§ **What you are asked to do**:
Could every line of the data be printed exactly as it reads?

Start Data for this task

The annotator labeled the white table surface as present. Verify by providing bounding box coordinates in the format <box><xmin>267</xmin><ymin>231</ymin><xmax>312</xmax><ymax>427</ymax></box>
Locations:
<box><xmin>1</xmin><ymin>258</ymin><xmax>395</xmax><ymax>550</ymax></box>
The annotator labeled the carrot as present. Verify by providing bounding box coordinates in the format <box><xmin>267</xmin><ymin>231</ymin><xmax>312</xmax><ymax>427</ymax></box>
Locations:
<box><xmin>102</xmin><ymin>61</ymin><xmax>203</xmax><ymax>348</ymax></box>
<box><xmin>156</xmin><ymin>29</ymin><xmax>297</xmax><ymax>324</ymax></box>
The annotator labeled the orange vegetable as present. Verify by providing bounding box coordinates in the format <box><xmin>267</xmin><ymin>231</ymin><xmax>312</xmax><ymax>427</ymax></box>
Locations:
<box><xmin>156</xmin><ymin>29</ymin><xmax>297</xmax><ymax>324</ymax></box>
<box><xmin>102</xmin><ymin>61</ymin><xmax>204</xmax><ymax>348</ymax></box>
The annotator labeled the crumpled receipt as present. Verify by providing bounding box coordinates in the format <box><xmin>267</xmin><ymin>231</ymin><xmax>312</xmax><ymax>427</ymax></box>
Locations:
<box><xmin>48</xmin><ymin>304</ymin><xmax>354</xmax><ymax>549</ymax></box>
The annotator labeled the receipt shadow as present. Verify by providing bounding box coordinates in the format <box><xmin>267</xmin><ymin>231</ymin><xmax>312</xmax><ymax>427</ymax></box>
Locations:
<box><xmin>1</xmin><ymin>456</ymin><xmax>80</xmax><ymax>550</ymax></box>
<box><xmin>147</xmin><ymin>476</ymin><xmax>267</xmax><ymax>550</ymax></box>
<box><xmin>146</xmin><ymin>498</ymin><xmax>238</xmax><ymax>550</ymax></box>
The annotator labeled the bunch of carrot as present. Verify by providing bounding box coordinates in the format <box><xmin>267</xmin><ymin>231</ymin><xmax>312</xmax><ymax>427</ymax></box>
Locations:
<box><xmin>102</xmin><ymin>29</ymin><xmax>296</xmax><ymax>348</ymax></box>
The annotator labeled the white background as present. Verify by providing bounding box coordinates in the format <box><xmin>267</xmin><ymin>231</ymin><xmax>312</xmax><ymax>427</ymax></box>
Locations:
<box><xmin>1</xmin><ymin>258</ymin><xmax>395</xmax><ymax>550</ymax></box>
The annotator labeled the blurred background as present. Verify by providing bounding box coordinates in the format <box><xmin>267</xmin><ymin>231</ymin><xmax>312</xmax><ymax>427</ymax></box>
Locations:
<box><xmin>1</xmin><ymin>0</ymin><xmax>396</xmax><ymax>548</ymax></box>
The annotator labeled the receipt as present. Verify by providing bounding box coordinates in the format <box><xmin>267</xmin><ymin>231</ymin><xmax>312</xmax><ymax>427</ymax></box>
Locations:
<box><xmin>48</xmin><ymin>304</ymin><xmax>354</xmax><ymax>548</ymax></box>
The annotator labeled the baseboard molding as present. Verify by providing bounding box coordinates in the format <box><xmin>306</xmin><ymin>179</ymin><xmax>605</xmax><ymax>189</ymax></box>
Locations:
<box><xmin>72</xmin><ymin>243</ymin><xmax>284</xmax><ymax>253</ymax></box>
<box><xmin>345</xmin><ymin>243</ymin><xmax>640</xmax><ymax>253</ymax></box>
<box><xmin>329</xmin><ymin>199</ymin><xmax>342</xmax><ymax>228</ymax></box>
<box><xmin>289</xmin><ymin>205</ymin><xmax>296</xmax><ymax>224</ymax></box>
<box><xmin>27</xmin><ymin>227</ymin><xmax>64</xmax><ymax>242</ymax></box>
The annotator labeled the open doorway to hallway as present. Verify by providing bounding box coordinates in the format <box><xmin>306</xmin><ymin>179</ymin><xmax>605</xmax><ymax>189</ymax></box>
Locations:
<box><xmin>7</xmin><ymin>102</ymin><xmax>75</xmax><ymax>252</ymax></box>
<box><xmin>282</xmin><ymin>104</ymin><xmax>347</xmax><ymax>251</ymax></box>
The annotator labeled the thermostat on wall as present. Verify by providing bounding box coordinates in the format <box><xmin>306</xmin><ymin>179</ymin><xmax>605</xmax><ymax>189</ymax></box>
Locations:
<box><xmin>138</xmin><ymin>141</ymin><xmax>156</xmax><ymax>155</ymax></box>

End Data for this task

§ **Exercise answer**:
The annotator labeled the white table surface as present. Verify by providing bounding box coordinates in the format <box><xmin>267</xmin><ymin>231</ymin><xmax>312</xmax><ymax>427</ymax></box>
Locations:
<box><xmin>1</xmin><ymin>258</ymin><xmax>395</xmax><ymax>550</ymax></box>
The annotator labeled the carrot as present. Verify by providing bounding box coordinates in the format <box><xmin>267</xmin><ymin>231</ymin><xmax>312</xmax><ymax>427</ymax></box>
Locations:
<box><xmin>102</xmin><ymin>61</ymin><xmax>203</xmax><ymax>348</ymax></box>
<box><xmin>156</xmin><ymin>29</ymin><xmax>297</xmax><ymax>324</ymax></box>
The annotator labeled the orange vegetable as present. Verify by providing bounding box coordinates in the format <box><xmin>267</xmin><ymin>231</ymin><xmax>312</xmax><ymax>427</ymax></box>
Locations:
<box><xmin>156</xmin><ymin>29</ymin><xmax>297</xmax><ymax>324</ymax></box>
<box><xmin>102</xmin><ymin>61</ymin><xmax>204</xmax><ymax>348</ymax></box>
The annotator labeled the crumpled receipt as present. Verify by providing bounding box coordinates in the format <box><xmin>267</xmin><ymin>231</ymin><xmax>312</xmax><ymax>427</ymax></box>
Locations:
<box><xmin>48</xmin><ymin>304</ymin><xmax>354</xmax><ymax>549</ymax></box>
The annotator labeled the receipt shadow as present. Verify by providing bounding box coordinates in the format <box><xmin>267</xmin><ymin>231</ymin><xmax>312</xmax><ymax>427</ymax></box>
Locations:
<box><xmin>1</xmin><ymin>456</ymin><xmax>80</xmax><ymax>550</ymax></box>
<box><xmin>147</xmin><ymin>476</ymin><xmax>267</xmax><ymax>550</ymax></box>
<box><xmin>146</xmin><ymin>498</ymin><xmax>238</xmax><ymax>550</ymax></box>
The annotator labeled the bunch of carrot as present. Verify by providing bounding box coordinates in the format <box><xmin>267</xmin><ymin>231</ymin><xmax>312</xmax><ymax>427</ymax></box>
Locations:
<box><xmin>102</xmin><ymin>29</ymin><xmax>296</xmax><ymax>348</ymax></box>
The annotator labeled the white background as present. Verify by providing bounding box coordinates in the format <box><xmin>267</xmin><ymin>231</ymin><xmax>312</xmax><ymax>427</ymax></box>
Locations:
<box><xmin>1</xmin><ymin>258</ymin><xmax>395</xmax><ymax>550</ymax></box>
The annotator labeled the blurred background as present. Verify by providing bounding box coordinates in the format <box><xmin>267</xmin><ymin>231</ymin><xmax>312</xmax><ymax>427</ymax></box>
Locations:
<box><xmin>1</xmin><ymin>0</ymin><xmax>396</xmax><ymax>548</ymax></box>
The annotator labeled the receipt as present. Verify by providing bounding box coordinates in the format <box><xmin>267</xmin><ymin>231</ymin><xmax>312</xmax><ymax>427</ymax></box>
Locations:
<box><xmin>48</xmin><ymin>304</ymin><xmax>354</xmax><ymax>548</ymax></box>
The annotator labeled the baseboard molding as present. Verify by providing bounding box coordinates in the format <box><xmin>306</xmin><ymin>179</ymin><xmax>605</xmax><ymax>189</ymax></box>
Locations:
<box><xmin>72</xmin><ymin>243</ymin><xmax>284</xmax><ymax>253</ymax></box>
<box><xmin>345</xmin><ymin>243</ymin><xmax>640</xmax><ymax>253</ymax></box>
<box><xmin>329</xmin><ymin>199</ymin><xmax>342</xmax><ymax>228</ymax></box>
<box><xmin>289</xmin><ymin>205</ymin><xmax>296</xmax><ymax>224</ymax></box>
<box><xmin>27</xmin><ymin>227</ymin><xmax>64</xmax><ymax>242</ymax></box>
The annotator labeled the open doorway to hallway as present. Verify by providing bounding box coordinates in the format <box><xmin>306</xmin><ymin>179</ymin><xmax>605</xmax><ymax>189</ymax></box>
Locations:
<box><xmin>7</xmin><ymin>102</ymin><xmax>75</xmax><ymax>252</ymax></box>
<box><xmin>282</xmin><ymin>104</ymin><xmax>347</xmax><ymax>251</ymax></box>
The annotator labeled the thermostat on wall as present. Verify by providing bounding box coordinates in the format <box><xmin>306</xmin><ymin>179</ymin><xmax>605</xmax><ymax>189</ymax></box>
Locations:
<box><xmin>138</xmin><ymin>141</ymin><xmax>156</xmax><ymax>155</ymax></box>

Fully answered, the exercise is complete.